▶ **TASK DIRECTIONS**: Look through the material below and copy exactly the lines from the line with "This endpoint reads" to the line with "Target to segment: sea water", those two lines included.

▶ **GIVEN DATA**:

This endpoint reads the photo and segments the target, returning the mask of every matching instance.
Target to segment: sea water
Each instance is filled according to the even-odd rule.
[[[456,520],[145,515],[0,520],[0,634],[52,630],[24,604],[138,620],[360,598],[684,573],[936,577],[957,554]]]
...
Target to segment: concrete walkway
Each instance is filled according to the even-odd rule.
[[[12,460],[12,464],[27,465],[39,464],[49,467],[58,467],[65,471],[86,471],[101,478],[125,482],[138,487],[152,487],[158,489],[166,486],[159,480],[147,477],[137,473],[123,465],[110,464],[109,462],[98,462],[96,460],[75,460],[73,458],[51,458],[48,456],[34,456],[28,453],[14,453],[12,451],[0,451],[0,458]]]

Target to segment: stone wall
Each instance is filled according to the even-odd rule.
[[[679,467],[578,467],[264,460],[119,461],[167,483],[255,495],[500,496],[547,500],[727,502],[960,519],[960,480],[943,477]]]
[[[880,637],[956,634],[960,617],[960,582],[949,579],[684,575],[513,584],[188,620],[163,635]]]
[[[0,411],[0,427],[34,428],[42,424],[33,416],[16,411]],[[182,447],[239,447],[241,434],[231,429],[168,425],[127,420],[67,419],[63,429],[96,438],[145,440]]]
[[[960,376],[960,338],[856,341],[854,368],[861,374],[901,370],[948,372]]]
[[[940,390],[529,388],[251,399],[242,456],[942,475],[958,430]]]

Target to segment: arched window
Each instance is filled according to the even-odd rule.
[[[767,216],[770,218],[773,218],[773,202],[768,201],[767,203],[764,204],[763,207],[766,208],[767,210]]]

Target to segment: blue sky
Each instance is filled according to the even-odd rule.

▶ **SOLUTION**:
This endpoint reads the photo and segments the target, returning the mask of every matching instance.
Target to segment: sea water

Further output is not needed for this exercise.